WHAT YOU HAVE TO DO
When you reach the line containing "One dot per instance of the gravel", repeat it and every line after it exactly, stopping only at the end of the listing.
________________________
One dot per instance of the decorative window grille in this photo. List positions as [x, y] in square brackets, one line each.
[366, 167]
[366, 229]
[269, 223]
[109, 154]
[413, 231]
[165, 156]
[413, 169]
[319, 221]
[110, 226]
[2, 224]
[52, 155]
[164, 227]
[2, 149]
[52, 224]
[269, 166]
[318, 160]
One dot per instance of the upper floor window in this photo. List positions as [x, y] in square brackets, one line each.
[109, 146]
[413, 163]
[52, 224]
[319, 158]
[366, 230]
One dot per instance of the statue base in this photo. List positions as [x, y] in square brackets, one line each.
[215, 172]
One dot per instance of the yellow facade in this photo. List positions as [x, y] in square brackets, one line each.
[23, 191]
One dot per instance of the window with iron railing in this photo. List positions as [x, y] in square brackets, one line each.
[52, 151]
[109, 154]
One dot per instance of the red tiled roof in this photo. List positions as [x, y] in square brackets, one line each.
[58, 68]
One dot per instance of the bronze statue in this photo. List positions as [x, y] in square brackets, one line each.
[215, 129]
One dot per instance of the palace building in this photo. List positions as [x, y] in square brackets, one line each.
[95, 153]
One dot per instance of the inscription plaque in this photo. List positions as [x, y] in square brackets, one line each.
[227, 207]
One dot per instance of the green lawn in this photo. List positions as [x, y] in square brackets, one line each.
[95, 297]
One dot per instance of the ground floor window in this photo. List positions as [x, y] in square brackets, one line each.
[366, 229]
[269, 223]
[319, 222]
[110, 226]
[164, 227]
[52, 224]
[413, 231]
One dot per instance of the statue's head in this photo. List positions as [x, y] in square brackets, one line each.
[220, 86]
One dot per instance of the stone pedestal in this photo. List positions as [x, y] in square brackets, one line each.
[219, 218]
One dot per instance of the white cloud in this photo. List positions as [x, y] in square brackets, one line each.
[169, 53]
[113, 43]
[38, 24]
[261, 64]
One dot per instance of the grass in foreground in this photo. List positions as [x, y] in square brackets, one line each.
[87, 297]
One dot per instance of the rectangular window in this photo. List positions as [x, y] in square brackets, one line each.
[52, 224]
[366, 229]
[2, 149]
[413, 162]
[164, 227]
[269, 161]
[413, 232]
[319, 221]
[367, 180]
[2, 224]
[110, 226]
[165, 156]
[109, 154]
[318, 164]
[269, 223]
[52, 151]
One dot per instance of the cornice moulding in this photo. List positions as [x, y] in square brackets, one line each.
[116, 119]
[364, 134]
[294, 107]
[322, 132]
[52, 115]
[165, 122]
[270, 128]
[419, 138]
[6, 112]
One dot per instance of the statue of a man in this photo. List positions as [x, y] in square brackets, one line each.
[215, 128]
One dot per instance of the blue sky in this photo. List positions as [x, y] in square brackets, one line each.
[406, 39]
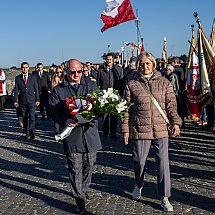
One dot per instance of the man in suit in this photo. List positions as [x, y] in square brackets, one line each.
[44, 88]
[3, 91]
[110, 76]
[91, 72]
[26, 95]
[83, 143]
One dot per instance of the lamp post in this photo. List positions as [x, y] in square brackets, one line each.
[108, 48]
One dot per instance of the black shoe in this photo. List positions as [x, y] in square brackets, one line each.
[21, 124]
[114, 136]
[105, 134]
[87, 195]
[32, 137]
[80, 210]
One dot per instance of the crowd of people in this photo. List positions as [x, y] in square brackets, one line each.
[156, 89]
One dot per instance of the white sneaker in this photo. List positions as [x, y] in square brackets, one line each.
[166, 205]
[136, 193]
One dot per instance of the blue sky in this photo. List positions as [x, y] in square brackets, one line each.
[51, 31]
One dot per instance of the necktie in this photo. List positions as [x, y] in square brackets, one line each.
[25, 79]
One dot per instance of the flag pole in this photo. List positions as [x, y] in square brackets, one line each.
[137, 22]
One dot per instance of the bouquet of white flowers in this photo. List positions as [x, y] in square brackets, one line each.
[99, 102]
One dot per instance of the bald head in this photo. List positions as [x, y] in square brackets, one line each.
[74, 70]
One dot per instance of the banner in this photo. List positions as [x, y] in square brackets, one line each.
[198, 86]
[117, 11]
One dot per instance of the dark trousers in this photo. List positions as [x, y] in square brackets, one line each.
[44, 105]
[2, 103]
[81, 167]
[109, 124]
[140, 153]
[56, 128]
[210, 113]
[28, 114]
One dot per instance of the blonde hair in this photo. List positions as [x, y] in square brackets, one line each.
[56, 78]
[149, 56]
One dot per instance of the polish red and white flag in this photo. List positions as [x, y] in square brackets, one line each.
[117, 11]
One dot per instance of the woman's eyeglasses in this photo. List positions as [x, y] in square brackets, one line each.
[74, 72]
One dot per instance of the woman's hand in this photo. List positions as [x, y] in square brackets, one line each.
[126, 136]
[176, 130]
[71, 123]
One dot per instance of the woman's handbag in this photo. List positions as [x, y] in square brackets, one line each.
[169, 126]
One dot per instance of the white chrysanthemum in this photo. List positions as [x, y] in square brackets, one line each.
[107, 93]
[102, 101]
[121, 106]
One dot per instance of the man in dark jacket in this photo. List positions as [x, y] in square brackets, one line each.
[83, 143]
[26, 96]
[44, 88]
[110, 76]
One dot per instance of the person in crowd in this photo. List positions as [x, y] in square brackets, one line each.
[52, 70]
[57, 78]
[144, 124]
[85, 71]
[26, 96]
[92, 73]
[44, 88]
[130, 71]
[174, 80]
[161, 65]
[3, 91]
[110, 76]
[83, 143]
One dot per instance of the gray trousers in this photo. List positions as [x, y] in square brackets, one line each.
[81, 167]
[140, 153]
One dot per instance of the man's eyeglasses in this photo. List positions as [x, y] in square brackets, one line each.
[74, 72]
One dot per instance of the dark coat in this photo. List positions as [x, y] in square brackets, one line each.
[28, 94]
[113, 79]
[84, 137]
[43, 82]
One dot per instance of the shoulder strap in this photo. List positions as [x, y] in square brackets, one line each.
[156, 104]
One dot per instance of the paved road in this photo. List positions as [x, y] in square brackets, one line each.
[34, 179]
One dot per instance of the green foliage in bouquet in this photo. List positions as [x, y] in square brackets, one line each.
[105, 102]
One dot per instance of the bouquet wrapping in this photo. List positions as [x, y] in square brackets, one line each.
[68, 129]
[99, 102]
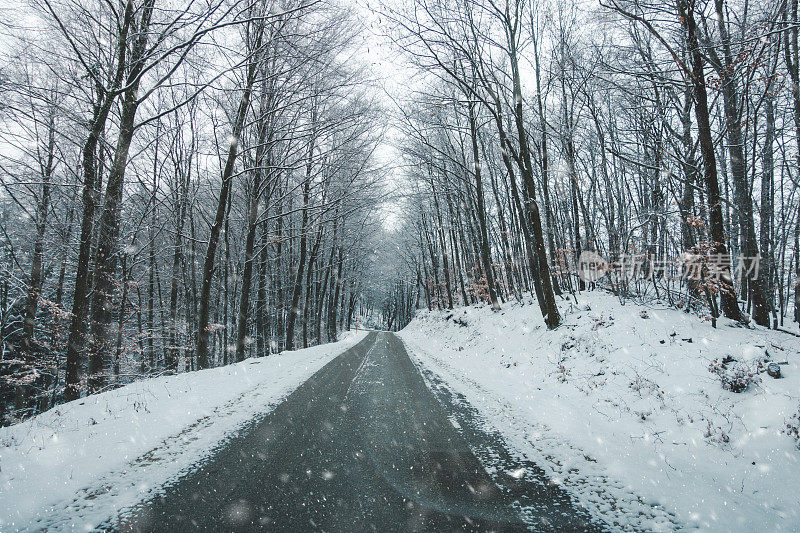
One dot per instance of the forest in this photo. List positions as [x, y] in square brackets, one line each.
[188, 184]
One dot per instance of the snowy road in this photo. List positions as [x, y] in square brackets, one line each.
[363, 445]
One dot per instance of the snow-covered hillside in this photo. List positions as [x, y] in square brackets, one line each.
[76, 465]
[620, 406]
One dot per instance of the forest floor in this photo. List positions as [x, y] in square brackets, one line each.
[82, 462]
[619, 406]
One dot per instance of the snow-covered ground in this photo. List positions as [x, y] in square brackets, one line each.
[78, 464]
[618, 405]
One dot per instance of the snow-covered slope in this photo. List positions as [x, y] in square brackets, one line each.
[619, 406]
[76, 465]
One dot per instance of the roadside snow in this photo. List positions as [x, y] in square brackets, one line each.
[80, 463]
[619, 406]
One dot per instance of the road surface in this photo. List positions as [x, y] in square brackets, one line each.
[362, 446]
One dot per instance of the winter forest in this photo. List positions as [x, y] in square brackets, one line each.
[189, 184]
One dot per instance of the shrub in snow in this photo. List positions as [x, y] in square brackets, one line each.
[793, 427]
[736, 376]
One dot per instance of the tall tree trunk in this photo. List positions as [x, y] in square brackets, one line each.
[741, 187]
[107, 244]
[730, 307]
[486, 258]
[216, 227]
[90, 194]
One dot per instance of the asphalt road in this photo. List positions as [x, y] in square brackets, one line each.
[362, 446]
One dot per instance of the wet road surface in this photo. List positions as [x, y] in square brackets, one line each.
[361, 446]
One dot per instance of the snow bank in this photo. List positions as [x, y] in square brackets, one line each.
[619, 406]
[80, 463]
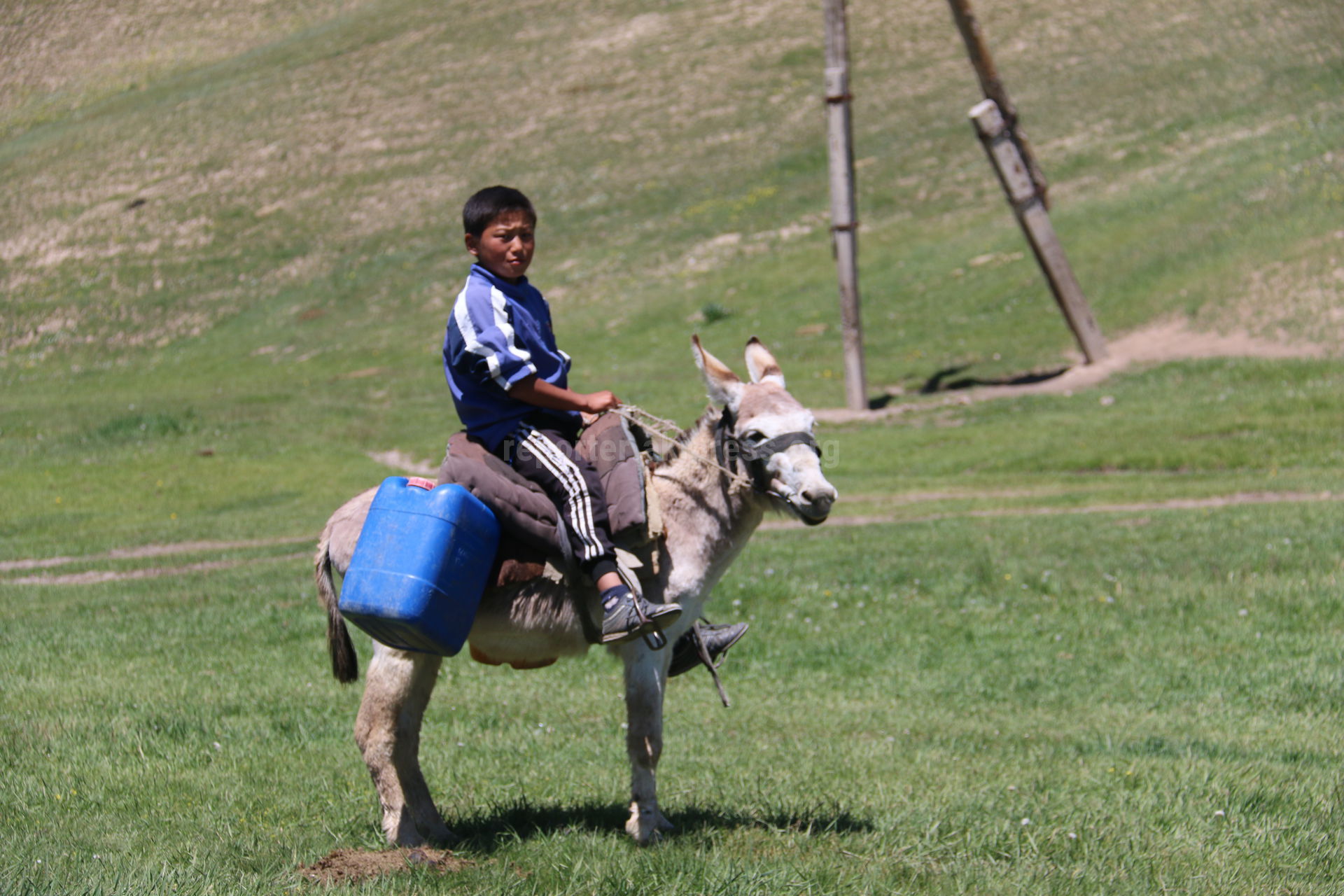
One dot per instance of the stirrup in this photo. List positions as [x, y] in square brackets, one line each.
[695, 648]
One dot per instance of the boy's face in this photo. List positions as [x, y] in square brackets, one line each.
[505, 248]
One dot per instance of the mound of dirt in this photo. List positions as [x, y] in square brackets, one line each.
[351, 865]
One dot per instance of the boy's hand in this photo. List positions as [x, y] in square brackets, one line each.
[598, 402]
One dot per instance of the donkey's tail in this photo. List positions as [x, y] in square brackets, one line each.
[344, 663]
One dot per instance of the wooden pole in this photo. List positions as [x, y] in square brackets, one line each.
[993, 89]
[1034, 219]
[844, 225]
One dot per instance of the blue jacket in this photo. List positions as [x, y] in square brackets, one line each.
[499, 335]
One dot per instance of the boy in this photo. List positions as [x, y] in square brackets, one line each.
[510, 386]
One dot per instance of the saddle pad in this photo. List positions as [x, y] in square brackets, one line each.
[523, 508]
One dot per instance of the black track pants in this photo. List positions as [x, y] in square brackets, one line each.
[549, 458]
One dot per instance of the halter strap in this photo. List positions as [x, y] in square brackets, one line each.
[729, 449]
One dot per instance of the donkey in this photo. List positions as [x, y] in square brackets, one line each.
[708, 514]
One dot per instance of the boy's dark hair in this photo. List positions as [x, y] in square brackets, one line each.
[487, 204]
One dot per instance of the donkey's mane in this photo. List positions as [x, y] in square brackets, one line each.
[686, 435]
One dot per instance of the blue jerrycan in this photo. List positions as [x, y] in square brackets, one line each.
[420, 566]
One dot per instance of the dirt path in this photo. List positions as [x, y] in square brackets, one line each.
[1161, 342]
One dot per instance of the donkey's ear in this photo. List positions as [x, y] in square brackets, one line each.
[723, 384]
[761, 365]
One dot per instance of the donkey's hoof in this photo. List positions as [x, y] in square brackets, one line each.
[442, 837]
[647, 827]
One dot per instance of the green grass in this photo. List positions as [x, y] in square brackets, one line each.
[1050, 618]
[909, 695]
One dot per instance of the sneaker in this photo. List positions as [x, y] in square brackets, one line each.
[717, 640]
[634, 617]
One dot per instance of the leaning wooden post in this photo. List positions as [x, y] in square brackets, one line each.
[844, 225]
[1031, 214]
[992, 86]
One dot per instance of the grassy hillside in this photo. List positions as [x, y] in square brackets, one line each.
[227, 245]
[235, 234]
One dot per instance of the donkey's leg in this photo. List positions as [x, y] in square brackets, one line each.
[387, 731]
[645, 680]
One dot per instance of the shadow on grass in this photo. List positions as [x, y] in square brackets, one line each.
[523, 820]
[944, 381]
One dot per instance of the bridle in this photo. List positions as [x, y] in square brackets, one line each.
[755, 456]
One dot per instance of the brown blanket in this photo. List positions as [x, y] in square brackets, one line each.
[527, 514]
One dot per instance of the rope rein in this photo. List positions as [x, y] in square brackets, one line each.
[672, 433]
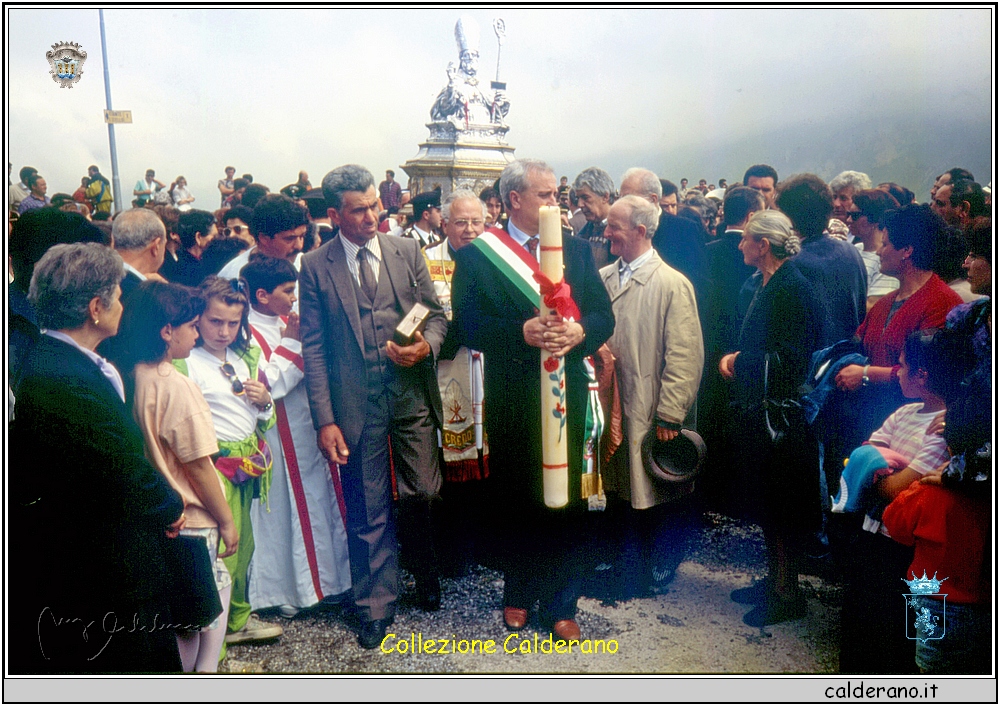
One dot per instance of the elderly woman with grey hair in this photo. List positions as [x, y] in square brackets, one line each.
[92, 515]
[784, 324]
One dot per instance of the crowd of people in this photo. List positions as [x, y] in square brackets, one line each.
[287, 401]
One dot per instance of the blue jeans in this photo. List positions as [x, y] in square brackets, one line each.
[965, 647]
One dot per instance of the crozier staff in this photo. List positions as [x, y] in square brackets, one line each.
[495, 311]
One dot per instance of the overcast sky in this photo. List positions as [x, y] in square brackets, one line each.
[900, 93]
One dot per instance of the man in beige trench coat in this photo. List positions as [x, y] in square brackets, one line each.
[659, 357]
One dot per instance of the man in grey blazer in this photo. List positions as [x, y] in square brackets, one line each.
[367, 392]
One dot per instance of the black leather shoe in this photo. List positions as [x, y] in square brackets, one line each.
[428, 593]
[372, 632]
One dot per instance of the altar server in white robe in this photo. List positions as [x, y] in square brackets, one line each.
[301, 538]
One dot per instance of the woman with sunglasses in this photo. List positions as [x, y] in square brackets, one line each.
[915, 235]
[224, 365]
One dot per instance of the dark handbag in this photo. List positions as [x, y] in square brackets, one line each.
[194, 598]
[783, 417]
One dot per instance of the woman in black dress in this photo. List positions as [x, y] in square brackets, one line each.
[89, 515]
[784, 324]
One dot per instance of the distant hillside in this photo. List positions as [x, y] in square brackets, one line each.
[906, 149]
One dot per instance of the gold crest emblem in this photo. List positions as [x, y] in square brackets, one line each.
[66, 60]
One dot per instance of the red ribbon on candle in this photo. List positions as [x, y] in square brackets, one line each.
[558, 296]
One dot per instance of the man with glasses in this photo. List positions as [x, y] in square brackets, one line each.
[279, 227]
[460, 378]
[236, 224]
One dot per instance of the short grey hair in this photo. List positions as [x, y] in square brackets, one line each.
[777, 229]
[597, 180]
[649, 183]
[859, 181]
[458, 195]
[514, 177]
[136, 228]
[67, 277]
[350, 177]
[642, 212]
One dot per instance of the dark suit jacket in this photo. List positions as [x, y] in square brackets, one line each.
[682, 246]
[838, 273]
[489, 315]
[332, 340]
[787, 317]
[90, 514]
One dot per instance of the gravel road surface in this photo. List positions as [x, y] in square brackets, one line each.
[692, 629]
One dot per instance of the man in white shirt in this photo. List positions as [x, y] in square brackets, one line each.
[146, 188]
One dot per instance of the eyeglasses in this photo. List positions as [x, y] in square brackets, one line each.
[230, 372]
[463, 224]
________________________
ANSWER TO THE PROBLEM
One dot per instance of the gravel road surface in this photo. List positions as [x, y] in square brackets, one line each.
[692, 629]
One dot per instance of the man in white shirt in this photo. List positions as [x, y] in square brackets, one line each.
[146, 188]
One dot per instance of the eyeglasses in this photo. List positions as [x, y] in square brackets, one line each.
[230, 372]
[463, 224]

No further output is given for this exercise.